**Tâche courte 1**
Répondez à ces questions sur le texte consacré à l'ego et au moi :
(a) Quelle discipline ne distingue guère les deux notions ?
(b) Quel nom le texte donne-t-il à l'instance psychique qui s'exprime en disant « je », ou « moi je » ?
(c) Par quelle relation, selon le dernier paragraphe, commence la vie communautaire que l'ego pénalise ?
**Tâche courte 2**
Traduisez en anglais cette phrase du texte consacré à l'ego et au moi : « L'ego engendre donc une forme de relation qui pénalise toute vie communautaire (à commencer par la relation de couple), et pénalise finalement l'individu lui-même. »

Tant de choses ont été dites autour de l’ego et du moi, par les philosophes, les psychologues, les spiritualistes, les métaphysiciens, qu’il vaut finalement mieux s’en tenir à la simple linguistique. La psychanalyse ne distingue guère les deux notions. La métapsychanalyse, quant à elle, met en cause des processus psychiques et métapsychiques que les autres approches ne prennent pas en compte. Nous tenterons donc de donner une définition de ces instances qui tienne compte à la fois du langage - donc du sens commun, de la psychanalyse, et des spécificités de la métapsychanalyse.
On dit par exemple : c’est « moi » qui parle, c’est « moi » qui fais, c'est « moi » qui souffre, etc. Nous appellerons donc « moi » l’instance psychique qui s’exprime en disant « je », ou « moi je ». A ce niveau, l’introspection suffit pour mettre tout le monde d’accord. Lorsque quelqu’un tient ce langage, nous savons exactement ce qu’il entend pour avoir vécu la même situation intérieure. Il est par ailleurs parfaitement normal et utile au groupe que l’individu s’exprime et se pense en disant « Je suis un tel », « je fais telle chose », « je sais ou j’ignore tel fait » etc.
La notion d’ego évoque en revanche celles d’égoïsme et d’égocentrisme. Nous utiliserons donc « ego » pour désigner un aspect du psychisme, sans doute très proche du « moi », mais caractérisant un fonctionnement psychique où l’individu s’oppose aux autres, agresse ou s'auto-détruit, se coupe de la communauté, se prend pour le centre du monde, exige plus qu’il ne mérite, s’approprie ce qui ne lui revient pas, ne partage pas, s’autorise ce qui nuit aux autres ou ce qui lui nuit à lui-même.
On constate immédiatement que deux personnes dont le moi obéit à la première formule peuvent s’entendre sans problème particulier, alors que deux personnes parlant ou agissant au nom de leur ego sont conduites à s’opposer, se dévaloriser, se spolier, se nuire mutuellement. L'ego engendre donc une forme de relation qui pénalise toute vie communautaire (à commencer par la relation de couple), et pénalise finalement l'individu lui-même.

**Données enregistrées**

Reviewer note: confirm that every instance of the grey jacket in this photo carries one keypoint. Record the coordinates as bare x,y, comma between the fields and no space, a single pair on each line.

**Réponse attendue 1**
(a) La psychanalyse.
(b) Le « moi ».
(c) La relation de couple.

**Réponse attendue 2**
The ego therefore gives rise to a form of relationship that penalizes all community life (starting with the relationship of a couple), and ultimately penalizes the individual himself.